— START —

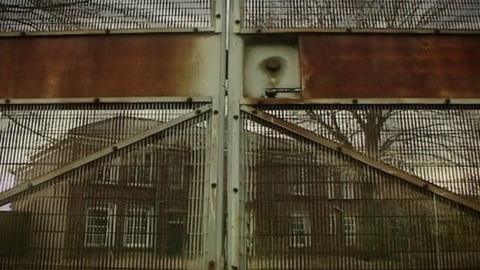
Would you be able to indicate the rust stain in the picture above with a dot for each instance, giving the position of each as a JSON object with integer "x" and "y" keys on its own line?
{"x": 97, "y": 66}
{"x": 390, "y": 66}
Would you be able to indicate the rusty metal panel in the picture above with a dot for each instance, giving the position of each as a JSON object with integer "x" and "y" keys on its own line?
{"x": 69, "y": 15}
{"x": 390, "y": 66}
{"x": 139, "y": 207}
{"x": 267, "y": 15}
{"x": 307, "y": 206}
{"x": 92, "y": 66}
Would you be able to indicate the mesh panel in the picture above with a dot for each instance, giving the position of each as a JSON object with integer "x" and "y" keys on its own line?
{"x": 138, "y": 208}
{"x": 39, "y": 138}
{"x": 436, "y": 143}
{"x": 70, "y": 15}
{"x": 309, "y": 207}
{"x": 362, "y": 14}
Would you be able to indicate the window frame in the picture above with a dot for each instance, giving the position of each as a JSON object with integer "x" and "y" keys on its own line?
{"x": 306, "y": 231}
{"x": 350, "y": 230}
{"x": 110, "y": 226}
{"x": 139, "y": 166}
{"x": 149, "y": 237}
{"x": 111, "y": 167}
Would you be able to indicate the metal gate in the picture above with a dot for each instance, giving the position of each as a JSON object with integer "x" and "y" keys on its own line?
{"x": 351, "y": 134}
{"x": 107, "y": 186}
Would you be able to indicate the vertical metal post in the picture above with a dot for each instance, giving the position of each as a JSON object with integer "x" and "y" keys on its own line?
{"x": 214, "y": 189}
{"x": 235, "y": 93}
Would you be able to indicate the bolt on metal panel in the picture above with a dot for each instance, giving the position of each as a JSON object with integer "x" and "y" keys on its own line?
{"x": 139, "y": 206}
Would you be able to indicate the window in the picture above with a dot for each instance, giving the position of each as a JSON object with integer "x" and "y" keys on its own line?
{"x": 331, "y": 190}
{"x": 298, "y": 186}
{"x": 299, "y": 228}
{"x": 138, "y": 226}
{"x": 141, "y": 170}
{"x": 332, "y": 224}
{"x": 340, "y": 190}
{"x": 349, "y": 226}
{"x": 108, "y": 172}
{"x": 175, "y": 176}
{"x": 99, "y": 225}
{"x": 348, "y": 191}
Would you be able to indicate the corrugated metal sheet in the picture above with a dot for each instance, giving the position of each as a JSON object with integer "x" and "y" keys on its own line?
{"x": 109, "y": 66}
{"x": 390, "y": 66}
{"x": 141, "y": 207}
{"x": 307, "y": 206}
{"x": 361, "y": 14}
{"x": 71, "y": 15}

— END —
— START —

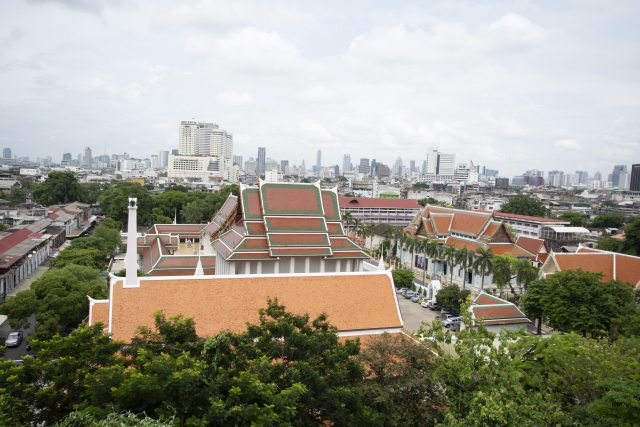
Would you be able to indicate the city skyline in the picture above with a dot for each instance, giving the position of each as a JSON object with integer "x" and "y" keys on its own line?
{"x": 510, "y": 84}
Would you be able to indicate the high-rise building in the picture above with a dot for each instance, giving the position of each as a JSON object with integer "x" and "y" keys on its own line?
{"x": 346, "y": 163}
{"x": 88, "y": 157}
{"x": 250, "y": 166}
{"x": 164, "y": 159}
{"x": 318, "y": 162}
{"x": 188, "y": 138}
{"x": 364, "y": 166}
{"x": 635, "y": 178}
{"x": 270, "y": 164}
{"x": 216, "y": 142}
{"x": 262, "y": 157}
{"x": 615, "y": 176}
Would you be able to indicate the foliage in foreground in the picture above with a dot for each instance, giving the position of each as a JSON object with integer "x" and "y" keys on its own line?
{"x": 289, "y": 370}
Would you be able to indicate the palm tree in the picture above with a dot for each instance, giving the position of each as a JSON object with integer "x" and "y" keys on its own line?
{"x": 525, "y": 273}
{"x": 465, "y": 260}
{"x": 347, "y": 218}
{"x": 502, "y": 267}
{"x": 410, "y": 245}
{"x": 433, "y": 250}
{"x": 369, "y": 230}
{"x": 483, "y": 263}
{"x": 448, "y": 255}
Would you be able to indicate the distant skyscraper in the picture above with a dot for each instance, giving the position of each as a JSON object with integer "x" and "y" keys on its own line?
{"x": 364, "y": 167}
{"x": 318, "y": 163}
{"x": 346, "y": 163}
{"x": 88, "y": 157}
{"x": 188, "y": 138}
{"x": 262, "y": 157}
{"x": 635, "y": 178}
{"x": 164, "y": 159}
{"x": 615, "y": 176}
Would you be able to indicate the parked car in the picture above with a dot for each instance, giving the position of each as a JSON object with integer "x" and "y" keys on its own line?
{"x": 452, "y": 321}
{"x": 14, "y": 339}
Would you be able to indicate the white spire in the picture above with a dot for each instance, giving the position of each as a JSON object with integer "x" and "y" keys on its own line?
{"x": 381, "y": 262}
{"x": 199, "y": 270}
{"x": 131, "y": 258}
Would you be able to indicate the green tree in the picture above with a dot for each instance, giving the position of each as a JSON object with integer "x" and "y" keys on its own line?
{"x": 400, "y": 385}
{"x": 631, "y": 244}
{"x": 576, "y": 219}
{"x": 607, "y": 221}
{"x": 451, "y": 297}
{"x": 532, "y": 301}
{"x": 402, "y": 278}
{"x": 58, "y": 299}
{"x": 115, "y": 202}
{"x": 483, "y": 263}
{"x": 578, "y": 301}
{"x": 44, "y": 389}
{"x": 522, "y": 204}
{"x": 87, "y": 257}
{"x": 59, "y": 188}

— END —

WRITTEN TASK – Report each line of the records above that includes the string "tree". Treat uppercase and lowercase as different.

RESPONSE TO THE TASK –
Would you be able to indicate the palm tree in the picture above with a dot for each instance, giving the position of each as a JSON object with integer "x" and "y" keys on its own line?
Would you be able to indicate the green tree in the picture above with a dot for each instance, giving the position of each as a JSON object with integer "x" and "y" keys on its own line?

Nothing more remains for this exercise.